EXERCISE DESCRIPTION
Could you copy the excerpt about non-stick pans and a parrot word for word, in full?

DOCUMENT EXCERPT
#####
Searing may no seal in juices but it does produce alot [sic] of flavor!
For those who monitor kitchen-based urban legends, reports of birds being killed by non-stick pans rank right up there with alligators in the New York sewer. For instance: June 6, 2001, Mariner's Rest Retirement Home.
GUEST: Captain Jefferson Quint
Polly the
Parrot
One Captain Jefferson Quint was in the midst of preparing his and his parrot's favorite dinner, blackened Spam, by heating up a new non-stick pan that he had received from his daughter as a birthday gift. Suddenly, and for no apparent reason ...
POLLY: [was sitting atop Quint's shoulder falls to the
ground dead]
QUINT: [picks up the bird in horror]
The old sailor rushed his bird to the vet, but it was too late.
#####
GIVEN INFORMATION
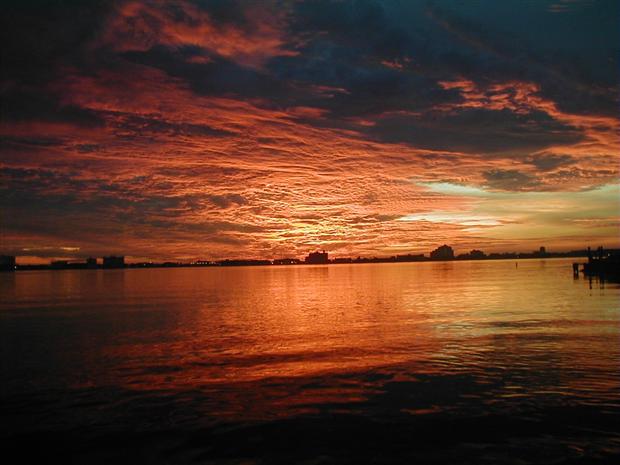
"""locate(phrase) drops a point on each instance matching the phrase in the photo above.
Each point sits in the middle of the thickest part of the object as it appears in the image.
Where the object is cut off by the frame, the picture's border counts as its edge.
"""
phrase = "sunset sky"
(214, 129)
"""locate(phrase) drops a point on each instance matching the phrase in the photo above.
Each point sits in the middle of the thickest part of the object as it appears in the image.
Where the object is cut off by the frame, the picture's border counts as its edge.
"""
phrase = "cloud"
(214, 129)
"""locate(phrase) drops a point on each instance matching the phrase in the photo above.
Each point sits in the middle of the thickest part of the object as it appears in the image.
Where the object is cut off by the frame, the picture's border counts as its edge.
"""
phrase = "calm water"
(475, 362)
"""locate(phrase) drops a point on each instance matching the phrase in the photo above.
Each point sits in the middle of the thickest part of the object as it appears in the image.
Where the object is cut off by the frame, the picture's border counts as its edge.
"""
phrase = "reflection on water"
(506, 355)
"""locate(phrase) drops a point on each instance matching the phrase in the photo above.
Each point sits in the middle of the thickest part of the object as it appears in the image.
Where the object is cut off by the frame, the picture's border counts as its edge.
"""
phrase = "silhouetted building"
(7, 263)
(286, 261)
(408, 258)
(444, 252)
(317, 258)
(60, 264)
(114, 262)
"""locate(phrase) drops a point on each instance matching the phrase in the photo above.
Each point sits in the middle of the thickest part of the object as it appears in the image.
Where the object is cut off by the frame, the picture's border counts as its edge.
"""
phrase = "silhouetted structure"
(473, 255)
(444, 252)
(316, 258)
(408, 258)
(286, 261)
(605, 263)
(7, 263)
(60, 264)
(114, 262)
(244, 262)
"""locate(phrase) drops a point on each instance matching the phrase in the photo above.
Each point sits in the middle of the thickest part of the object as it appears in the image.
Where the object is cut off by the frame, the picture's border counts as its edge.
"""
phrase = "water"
(475, 362)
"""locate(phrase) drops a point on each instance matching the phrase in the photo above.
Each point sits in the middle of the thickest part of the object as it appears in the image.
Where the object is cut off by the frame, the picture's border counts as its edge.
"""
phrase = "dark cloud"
(509, 180)
(548, 162)
(476, 130)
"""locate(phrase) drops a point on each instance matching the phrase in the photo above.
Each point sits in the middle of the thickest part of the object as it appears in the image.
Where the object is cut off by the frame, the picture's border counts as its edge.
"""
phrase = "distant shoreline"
(237, 263)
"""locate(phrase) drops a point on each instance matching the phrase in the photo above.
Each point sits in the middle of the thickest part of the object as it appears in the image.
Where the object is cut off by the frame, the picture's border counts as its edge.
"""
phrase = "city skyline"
(181, 130)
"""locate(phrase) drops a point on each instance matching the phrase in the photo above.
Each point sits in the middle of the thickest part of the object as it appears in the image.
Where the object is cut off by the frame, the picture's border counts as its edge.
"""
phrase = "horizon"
(180, 130)
(132, 259)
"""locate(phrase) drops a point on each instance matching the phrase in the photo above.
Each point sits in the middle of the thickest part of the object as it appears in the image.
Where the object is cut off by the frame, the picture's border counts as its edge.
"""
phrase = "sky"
(263, 129)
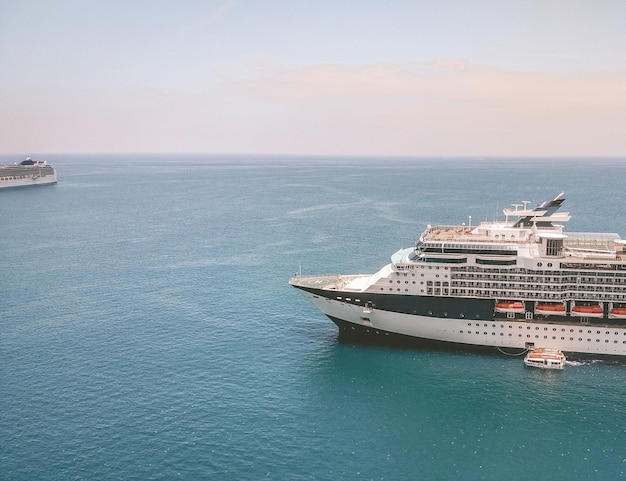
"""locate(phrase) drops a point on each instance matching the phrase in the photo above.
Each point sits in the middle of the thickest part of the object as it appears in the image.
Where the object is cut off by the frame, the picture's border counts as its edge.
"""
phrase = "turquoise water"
(147, 330)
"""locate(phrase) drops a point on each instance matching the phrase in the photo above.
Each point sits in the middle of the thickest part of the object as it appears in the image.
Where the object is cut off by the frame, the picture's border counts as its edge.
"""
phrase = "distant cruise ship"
(27, 172)
(519, 283)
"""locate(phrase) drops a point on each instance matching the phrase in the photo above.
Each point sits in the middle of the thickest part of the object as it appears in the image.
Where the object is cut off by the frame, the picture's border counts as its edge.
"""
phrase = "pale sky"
(357, 77)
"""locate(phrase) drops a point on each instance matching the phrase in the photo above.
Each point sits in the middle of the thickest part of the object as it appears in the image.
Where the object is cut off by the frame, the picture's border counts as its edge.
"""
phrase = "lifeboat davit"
(618, 313)
(510, 306)
(594, 310)
(550, 309)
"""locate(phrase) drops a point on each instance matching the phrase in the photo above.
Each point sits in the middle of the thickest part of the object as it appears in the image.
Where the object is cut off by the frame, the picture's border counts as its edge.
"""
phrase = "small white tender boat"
(545, 358)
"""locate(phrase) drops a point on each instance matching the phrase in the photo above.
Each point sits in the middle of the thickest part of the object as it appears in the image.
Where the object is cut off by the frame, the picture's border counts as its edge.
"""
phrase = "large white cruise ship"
(27, 172)
(520, 283)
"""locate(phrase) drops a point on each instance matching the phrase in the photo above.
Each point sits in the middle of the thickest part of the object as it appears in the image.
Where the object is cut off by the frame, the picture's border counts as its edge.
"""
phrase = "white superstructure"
(519, 283)
(27, 172)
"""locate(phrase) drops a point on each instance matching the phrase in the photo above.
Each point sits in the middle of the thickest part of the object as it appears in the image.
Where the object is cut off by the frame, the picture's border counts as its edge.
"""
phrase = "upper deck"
(535, 233)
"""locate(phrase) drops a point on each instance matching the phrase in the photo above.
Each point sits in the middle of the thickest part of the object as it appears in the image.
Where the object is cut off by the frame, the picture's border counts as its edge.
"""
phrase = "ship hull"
(28, 181)
(477, 329)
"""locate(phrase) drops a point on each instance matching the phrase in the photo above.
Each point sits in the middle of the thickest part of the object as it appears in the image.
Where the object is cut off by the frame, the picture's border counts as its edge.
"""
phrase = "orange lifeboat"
(510, 306)
(618, 313)
(550, 309)
(594, 310)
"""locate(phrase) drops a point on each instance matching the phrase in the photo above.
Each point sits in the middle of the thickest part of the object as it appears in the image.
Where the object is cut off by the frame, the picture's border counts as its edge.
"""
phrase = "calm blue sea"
(147, 330)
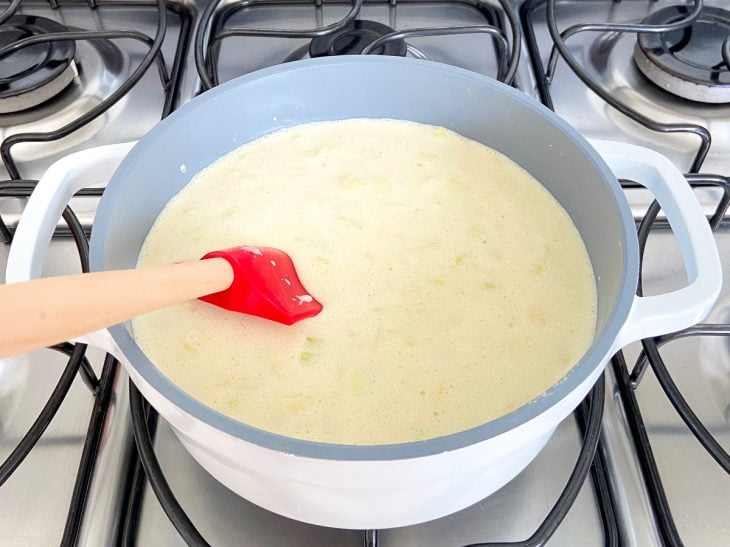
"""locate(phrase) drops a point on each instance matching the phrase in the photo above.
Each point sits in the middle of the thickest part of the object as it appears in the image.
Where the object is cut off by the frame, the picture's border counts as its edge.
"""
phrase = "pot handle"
(672, 311)
(51, 195)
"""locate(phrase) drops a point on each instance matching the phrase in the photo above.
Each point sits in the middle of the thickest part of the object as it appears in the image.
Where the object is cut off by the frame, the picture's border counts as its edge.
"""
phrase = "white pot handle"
(54, 190)
(673, 311)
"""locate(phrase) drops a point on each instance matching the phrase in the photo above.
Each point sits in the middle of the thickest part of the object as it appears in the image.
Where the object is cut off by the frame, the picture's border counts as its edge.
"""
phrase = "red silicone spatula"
(256, 281)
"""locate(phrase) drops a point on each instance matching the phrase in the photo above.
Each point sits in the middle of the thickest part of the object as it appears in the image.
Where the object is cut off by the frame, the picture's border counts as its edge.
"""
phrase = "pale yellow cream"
(455, 287)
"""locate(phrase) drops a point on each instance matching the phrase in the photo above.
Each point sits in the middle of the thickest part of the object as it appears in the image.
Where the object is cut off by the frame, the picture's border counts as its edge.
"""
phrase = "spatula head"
(265, 284)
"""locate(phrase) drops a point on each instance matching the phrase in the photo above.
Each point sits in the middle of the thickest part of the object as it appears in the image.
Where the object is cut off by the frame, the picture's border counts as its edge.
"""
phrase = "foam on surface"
(455, 288)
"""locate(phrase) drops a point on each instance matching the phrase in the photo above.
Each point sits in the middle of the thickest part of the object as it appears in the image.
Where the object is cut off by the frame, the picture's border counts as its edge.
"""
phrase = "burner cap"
(687, 62)
(355, 37)
(36, 73)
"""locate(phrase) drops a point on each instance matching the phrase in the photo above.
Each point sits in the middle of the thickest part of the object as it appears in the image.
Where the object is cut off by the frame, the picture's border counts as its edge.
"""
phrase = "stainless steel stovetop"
(81, 482)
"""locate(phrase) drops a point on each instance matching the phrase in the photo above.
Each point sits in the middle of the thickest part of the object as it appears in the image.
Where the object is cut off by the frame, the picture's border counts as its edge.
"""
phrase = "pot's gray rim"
(595, 357)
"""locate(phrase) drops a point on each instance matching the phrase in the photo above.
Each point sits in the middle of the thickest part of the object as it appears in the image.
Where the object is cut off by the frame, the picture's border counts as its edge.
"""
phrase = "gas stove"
(643, 461)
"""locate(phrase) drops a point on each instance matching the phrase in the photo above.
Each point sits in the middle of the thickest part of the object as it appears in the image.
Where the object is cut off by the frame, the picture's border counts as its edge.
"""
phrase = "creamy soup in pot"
(455, 287)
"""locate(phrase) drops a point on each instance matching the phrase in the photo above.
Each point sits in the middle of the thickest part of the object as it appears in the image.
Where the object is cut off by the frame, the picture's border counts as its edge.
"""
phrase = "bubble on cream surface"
(455, 288)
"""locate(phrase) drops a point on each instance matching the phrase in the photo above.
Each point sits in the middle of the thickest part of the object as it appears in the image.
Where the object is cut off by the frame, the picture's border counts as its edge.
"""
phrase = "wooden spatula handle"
(48, 311)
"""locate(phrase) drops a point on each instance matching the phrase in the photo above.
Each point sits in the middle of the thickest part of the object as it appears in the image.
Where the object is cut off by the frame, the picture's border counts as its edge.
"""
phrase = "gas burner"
(687, 62)
(34, 74)
(354, 38)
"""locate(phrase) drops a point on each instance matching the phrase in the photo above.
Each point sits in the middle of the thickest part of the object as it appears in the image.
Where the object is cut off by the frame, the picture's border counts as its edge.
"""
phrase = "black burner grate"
(652, 29)
(53, 40)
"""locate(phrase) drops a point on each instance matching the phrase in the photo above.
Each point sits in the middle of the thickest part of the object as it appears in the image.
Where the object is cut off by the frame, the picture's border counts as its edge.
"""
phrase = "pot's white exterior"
(364, 494)
(384, 489)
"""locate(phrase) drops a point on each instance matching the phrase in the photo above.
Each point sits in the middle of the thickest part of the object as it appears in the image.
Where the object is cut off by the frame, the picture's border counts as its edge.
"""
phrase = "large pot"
(394, 485)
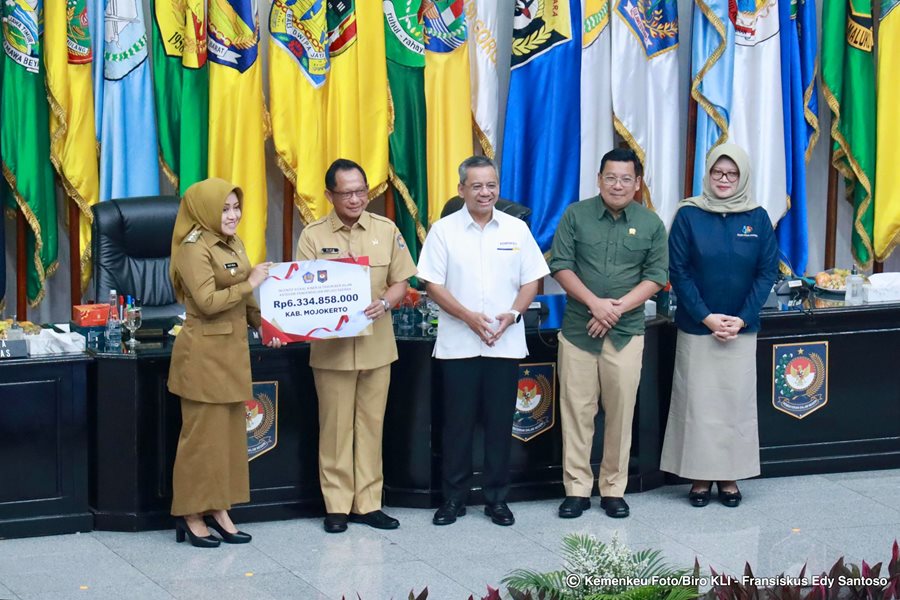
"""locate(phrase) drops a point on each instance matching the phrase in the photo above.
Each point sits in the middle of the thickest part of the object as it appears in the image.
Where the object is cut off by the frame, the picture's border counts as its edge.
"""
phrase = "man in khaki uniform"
(352, 374)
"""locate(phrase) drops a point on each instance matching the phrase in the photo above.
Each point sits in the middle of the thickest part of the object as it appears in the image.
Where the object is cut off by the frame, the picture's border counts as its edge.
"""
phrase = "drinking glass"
(424, 308)
(132, 324)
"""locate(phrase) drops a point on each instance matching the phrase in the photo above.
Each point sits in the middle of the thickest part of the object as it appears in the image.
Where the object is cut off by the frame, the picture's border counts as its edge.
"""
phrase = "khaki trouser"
(351, 419)
(211, 470)
(613, 375)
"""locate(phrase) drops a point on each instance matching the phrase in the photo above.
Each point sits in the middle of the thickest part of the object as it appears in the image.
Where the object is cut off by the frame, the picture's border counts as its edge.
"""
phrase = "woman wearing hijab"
(723, 260)
(210, 367)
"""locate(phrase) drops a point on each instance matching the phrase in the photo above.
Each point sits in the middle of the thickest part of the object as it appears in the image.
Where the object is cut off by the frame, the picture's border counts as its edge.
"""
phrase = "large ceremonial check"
(316, 300)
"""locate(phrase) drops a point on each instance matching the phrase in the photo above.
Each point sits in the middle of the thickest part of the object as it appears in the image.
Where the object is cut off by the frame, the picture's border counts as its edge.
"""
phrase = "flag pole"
(287, 222)
(831, 215)
(390, 210)
(74, 252)
(690, 152)
(877, 265)
(21, 267)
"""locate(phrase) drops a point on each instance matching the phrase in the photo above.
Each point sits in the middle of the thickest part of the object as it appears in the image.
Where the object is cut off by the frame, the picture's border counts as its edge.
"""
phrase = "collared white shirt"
(483, 269)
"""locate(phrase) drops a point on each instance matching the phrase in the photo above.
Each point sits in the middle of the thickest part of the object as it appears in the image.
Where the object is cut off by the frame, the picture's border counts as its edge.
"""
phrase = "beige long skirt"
(211, 470)
(712, 431)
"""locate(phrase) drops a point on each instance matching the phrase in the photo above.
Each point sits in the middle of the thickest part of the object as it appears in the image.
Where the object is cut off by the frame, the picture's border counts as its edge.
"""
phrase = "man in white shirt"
(482, 267)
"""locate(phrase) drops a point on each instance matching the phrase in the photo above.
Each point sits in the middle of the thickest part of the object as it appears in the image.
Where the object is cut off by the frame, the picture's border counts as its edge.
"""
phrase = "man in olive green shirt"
(610, 255)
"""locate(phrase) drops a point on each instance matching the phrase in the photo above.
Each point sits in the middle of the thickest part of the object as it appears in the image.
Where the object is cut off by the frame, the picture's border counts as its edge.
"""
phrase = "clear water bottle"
(853, 295)
(113, 324)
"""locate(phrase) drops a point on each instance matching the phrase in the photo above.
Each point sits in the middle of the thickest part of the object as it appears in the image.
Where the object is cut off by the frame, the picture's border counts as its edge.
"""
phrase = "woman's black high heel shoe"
(700, 498)
(729, 499)
(229, 538)
(182, 530)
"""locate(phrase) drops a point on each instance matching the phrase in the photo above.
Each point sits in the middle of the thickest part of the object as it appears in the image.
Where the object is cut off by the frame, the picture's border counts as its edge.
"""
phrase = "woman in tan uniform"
(210, 368)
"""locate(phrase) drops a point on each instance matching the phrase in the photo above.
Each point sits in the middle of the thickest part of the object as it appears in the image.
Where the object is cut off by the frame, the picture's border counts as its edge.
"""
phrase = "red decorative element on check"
(295, 267)
(270, 331)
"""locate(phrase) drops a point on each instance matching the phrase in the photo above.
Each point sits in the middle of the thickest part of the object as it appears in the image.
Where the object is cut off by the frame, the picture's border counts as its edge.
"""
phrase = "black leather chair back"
(511, 208)
(131, 241)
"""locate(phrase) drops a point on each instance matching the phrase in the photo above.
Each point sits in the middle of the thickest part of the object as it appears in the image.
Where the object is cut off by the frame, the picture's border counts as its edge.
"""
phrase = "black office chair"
(511, 208)
(131, 242)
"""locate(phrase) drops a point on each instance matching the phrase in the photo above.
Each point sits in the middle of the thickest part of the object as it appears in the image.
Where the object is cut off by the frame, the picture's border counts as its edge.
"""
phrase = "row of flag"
(408, 87)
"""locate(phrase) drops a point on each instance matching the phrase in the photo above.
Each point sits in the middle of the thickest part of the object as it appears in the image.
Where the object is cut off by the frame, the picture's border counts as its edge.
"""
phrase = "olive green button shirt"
#####
FINAL ANSWER
Searing may no seal in juices but it does produce alot [sic] of flavor!
For those who monitor kitchen-based urban legends, reports of birds being killed by non-stick pans rank right up there with alligators in the New York sewer. For instance: June 6, 2001, Mariner's Rest Retirement Home.
GUEST: Captain Jefferson Quint
Polly the
Parrot
One Captain Jefferson Quint was in the midst of preparing his and his parrot's favorite dinner, blackened Spam, by heating up a new non-stick pan that he had received from his daughter as a birthday gift. Suddenly, and for no apparent reason ...
POLLY: [was sitting atop Quint's shoulder falls to the
ground dead]
QUINT: [picks up the bird in horror]
The old sailor rushed his bird to the vet, but it was too late.